YOUR TASK: Present every line of the records below as a numbered list, omitting any blank lines.

(Location identification entries)
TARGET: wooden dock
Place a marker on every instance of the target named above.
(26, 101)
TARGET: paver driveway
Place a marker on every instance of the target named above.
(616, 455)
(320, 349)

SOLVED EXERCISE:
1. TARGET: wooden dock
2. Place a marker on every instance of the target named above.
3. (26, 101)
4. TARGET: paver driveway
5. Place a marker on every instance of the target named above.
6. (616, 455)
7. (320, 349)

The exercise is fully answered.